* [Source excerpt]:
■ ■ ■ ■ ■ ■ ■

6. That the trial court committed error in the permission it gave to the prosecution to cross-examine certain of the appellants about their reputations as members of the Mafia when the appellants had not presented evidence of character or reputation.

7. That they were deprived of a fair trial by misconduct of the prosecutor which the trial court sanctioned.

8. That the testimony of a key prosecution witness should have been stricken in that the prosecution's untimely production of his pretrial statements violated the Jencks Act.

9. That error was committed in the admission of the testimony of that witness on the grounds that part of the testimony was conclusively demonstrated to be false, and admitted to be false by the witness.

10. That promises of leniency made to the witness by the prosecution were not disclosed.

11. That the acts complained of were a unitary crime and that it was not proper for them to be convicted of a conspiracy and substantive violations based upon the same conduct.

12. That the venue of the trial court was improper.

13. That the court below erred in refusing to grant appellant Giordano's [2a] motion for severance.

14. That the court below erred in failing to instruct the jury that evidence admitted after appellant Giordano had rested at the close of the prosecution's case could not be considered against him.

15. That appellant Giordano's motion for acquittal at the close of the prosecution's case should have been granted.

16. That appellant Emprise is not liable for any criminal acts that its predecessor in interest allegedly committed.

17. That the evidence was insufficient to support their convictions.

18. That the trial was materially tainted by leads from unlawful electronic surveillance.

■ ■ ■ ■ ■ ■ ■

* [Data extract]:
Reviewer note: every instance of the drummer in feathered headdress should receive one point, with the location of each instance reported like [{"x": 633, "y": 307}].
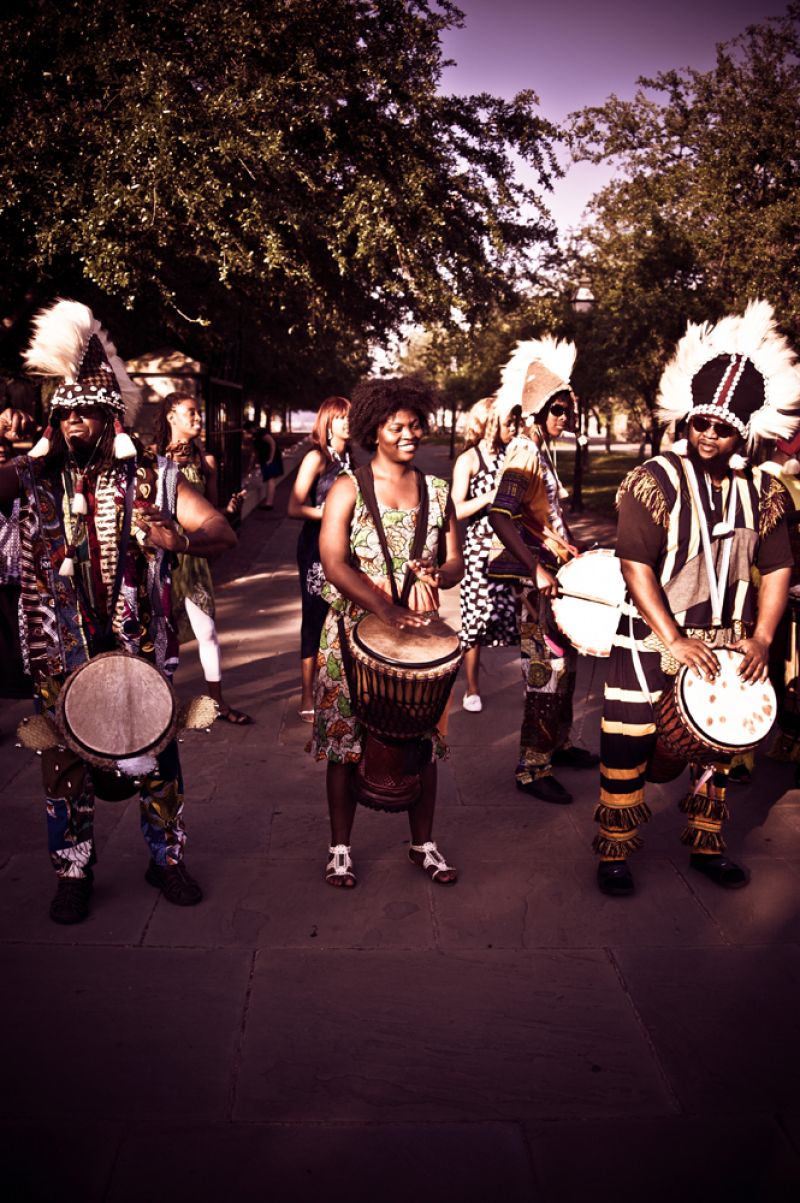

■ ■ ■ ■ ■ ■ ■

* [Exercise set]:
1. Answer these questions from the appeal grounds:
(a) Which act is said to have been violated by the prosecution's untimely production of a key witness's pretrial statements?
(b) What aspect of the trial court is claimed to have been improper in ground 12?
(c) According to the last ground, what materially tainted the trial?
2. Write the text that comes next in the appeal grounds, picking up after the last ground shown.
The material is separate from the appeal grounds.

* [Task responses]:
1.
(a) The Jencks Act.
(b) Its venue.
(c) Leads from unlawful electronic surveillance.

2.
Having carefully considered each of these contentions, we affirm the convictions below. Although this opinion is longer than we would have preferred, appellants have raised and argued so many points in 534 pages of briefs, exclusive of appendices and exhibits, that we find a lengthy opinion unavoidable.

I. Violation of § 1952

Appellants' threshold contention is that their conduct did not come within the coverage of the federal Travel Act (18 U.S.C. § 1952), raising two issues as to the meaning of the statute. Section 1952 condemns interstate travel or the use of interstate facilities in the furtherance of 'any unlawful activity,' defined as including 'any business enterprise involving gambling * * * offenses in violation of the laws of the State in which they are committed or of the United States * * *.' A violation of § 1952 thus must be premised upon another distinct violation of state or federal law.

Although state law becomes the focus of this inquiry, 'the gravamen of a charge under § 1952 is the violation of federal law * * *.' United States v. Karigiannis, 430 F.2d 148, 150 (7 Cir. 1970) (Clark, J.), cert. denied, 400 U.S. 904, 91 S.Ct. 143, 27 L.Ed.2d 141 (1970). 'Reference to state law is necessary only to identify the type of unlawful activity in which the defendants intended to engage.' United States of America v. Rizzo, 418 F.2d 71, 74 (7 Cir. 1969), cert. denied, 397 U.S. 967, 90 S.Ct. 1006, 25 L.Ed.2d 260 (1970).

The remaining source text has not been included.